═════ AVAILABLE RECORDS ═════

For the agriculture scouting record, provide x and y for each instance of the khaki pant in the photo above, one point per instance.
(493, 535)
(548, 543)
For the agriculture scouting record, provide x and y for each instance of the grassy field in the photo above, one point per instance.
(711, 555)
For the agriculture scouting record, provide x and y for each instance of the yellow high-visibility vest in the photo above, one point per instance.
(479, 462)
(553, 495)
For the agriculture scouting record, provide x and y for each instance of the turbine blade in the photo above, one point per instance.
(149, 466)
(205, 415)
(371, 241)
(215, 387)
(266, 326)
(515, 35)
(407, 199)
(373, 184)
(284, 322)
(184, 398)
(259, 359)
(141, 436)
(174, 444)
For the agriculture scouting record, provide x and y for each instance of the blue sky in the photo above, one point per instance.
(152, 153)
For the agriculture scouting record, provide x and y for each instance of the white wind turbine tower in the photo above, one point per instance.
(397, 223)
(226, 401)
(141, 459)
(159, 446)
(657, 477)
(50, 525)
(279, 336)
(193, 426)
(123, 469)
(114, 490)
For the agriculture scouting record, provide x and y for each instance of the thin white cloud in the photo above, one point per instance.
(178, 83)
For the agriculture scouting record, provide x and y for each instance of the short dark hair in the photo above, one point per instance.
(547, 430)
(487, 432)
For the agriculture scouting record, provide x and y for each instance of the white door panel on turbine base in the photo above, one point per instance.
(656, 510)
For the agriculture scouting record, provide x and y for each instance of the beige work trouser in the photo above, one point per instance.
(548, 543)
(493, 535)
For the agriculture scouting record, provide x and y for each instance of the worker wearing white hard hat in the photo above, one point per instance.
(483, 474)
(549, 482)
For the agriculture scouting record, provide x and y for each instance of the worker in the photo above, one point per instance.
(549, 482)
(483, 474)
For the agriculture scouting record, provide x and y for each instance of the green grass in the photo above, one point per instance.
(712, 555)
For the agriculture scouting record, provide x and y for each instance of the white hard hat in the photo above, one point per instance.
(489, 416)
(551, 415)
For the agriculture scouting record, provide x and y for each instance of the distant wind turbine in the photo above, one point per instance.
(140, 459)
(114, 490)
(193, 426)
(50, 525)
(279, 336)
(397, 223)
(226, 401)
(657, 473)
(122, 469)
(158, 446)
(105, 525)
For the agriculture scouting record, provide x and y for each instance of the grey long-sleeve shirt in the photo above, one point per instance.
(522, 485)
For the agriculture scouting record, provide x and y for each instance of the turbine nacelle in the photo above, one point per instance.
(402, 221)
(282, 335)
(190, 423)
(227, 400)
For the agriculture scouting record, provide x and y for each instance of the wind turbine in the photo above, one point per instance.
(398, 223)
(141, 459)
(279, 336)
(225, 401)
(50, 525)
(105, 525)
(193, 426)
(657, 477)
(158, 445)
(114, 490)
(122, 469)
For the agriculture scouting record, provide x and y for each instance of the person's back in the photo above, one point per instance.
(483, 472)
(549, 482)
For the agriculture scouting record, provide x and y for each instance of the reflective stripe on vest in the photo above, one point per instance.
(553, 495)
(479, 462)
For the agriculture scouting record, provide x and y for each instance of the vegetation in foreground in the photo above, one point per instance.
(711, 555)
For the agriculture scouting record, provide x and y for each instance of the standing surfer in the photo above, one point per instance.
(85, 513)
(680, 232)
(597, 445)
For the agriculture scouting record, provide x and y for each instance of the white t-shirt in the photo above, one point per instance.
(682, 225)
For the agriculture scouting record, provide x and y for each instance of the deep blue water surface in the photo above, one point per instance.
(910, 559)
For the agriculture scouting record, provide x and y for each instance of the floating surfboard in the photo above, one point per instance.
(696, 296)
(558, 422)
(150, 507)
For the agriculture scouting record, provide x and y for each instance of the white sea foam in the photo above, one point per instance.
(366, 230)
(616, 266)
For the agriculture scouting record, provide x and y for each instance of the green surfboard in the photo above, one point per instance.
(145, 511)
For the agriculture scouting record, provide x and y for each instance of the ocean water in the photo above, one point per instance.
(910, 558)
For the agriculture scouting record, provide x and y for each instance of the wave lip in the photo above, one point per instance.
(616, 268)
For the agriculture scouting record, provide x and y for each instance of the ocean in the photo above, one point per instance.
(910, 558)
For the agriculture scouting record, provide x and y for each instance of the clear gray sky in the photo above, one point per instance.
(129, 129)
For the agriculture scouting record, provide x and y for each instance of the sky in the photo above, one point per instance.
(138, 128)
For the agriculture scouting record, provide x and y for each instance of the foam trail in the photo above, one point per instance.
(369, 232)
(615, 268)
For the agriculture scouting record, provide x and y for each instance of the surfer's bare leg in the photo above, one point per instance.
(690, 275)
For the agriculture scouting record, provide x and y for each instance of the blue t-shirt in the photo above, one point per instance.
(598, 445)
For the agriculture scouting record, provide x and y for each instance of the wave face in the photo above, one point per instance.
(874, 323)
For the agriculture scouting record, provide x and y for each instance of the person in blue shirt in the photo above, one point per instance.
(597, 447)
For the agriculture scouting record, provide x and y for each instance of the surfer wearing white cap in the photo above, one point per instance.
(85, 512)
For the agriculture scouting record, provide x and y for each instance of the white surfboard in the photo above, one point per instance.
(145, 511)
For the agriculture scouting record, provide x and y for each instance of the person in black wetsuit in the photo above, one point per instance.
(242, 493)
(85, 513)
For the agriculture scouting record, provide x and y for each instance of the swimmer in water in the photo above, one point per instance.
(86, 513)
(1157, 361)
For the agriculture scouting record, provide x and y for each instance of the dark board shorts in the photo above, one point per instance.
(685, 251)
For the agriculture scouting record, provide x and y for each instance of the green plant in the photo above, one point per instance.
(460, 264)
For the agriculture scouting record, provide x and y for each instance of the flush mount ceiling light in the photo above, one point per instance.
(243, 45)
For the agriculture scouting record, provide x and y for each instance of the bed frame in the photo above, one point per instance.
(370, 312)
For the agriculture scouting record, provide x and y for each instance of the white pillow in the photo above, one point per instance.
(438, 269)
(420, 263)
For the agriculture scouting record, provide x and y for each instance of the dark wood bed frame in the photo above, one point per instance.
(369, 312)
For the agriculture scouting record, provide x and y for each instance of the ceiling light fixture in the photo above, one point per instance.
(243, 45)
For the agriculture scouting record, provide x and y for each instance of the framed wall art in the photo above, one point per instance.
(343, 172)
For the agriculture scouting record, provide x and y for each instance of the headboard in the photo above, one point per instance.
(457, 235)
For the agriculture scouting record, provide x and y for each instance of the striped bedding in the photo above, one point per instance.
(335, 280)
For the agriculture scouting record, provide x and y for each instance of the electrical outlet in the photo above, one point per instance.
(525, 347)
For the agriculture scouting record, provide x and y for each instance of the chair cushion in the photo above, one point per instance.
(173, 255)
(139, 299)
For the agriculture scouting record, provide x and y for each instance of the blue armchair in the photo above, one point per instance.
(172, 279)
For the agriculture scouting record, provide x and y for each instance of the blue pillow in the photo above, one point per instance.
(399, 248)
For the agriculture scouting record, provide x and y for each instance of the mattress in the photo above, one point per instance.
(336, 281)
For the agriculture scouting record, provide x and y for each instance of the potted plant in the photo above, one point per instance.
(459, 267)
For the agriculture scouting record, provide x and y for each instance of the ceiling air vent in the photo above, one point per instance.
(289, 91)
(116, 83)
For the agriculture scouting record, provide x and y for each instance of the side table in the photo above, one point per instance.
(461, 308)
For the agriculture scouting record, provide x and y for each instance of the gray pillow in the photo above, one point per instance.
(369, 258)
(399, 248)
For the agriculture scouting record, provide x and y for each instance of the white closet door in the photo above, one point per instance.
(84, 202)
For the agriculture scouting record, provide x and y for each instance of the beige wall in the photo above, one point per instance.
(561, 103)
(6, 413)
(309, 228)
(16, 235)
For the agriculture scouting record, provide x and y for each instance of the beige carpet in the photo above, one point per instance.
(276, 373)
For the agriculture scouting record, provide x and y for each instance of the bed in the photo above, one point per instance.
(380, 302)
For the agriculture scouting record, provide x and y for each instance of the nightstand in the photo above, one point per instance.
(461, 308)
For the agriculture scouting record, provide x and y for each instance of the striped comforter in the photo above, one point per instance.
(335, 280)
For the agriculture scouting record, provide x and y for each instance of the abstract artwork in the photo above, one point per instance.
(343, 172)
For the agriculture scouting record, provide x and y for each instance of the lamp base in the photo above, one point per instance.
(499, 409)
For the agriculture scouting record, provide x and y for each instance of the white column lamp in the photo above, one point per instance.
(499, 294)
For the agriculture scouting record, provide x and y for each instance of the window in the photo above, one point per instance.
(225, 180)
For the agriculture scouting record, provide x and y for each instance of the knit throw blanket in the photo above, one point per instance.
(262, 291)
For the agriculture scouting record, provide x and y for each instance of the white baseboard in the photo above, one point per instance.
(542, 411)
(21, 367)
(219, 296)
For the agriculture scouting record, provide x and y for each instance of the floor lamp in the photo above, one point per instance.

═════

## [PROBLEM TO WORK ON]
Taking the line that contains "the beige wall" as the first, reproduce every line through the end of the entries exactly.

## [YOUR SOLUTION]
For the agriculture scouting record, provide x and y for each instance of the beige wall in the photo above, one point per instance.
(561, 103)
(6, 413)
(309, 228)
(16, 235)
For the agriculture scouting record, provide x and y for each instance of the beige carpet in the photo above, one point per instance.
(276, 373)
For the agriculture scouting record, provide x and y for each instance of the bed in the photo above, one point per instance.
(380, 302)
For the agriculture scouting record, provide x and y for each instance of the nightstand in the photo above, one point per instance.
(461, 308)
For the agriculture scouting record, provide x and y for each instance of the striped comforter in the photo above, one point per instance.
(335, 280)
For the agriculture scouting record, provide x and y for each instance of the abstract artwork in the photo above, one point per instance.
(343, 172)
For the agriculture scouting record, provide x and y for each instance of the lamp base in the photo above, one point per instance.
(499, 409)
For the agriculture scouting record, provide x and y for each instance of the white column lamp in the photo above, one point per instance.
(499, 294)
For the agriculture scouting record, provide x and y for each instance of the window in the photo above, one point per instance.
(225, 180)
For the agriculture scouting record, provide x and y for each instance of the knit throw blanket in the photo above, one point per instance.
(262, 291)
For the agriculture scouting record, provide x and y for each instance of the white baseboard in the photo above, one point per instance.
(542, 411)
(21, 367)
(219, 296)
For the agriculture scouting record, provide x and y for each instance of the floor lamp in the photo above, one point per instance.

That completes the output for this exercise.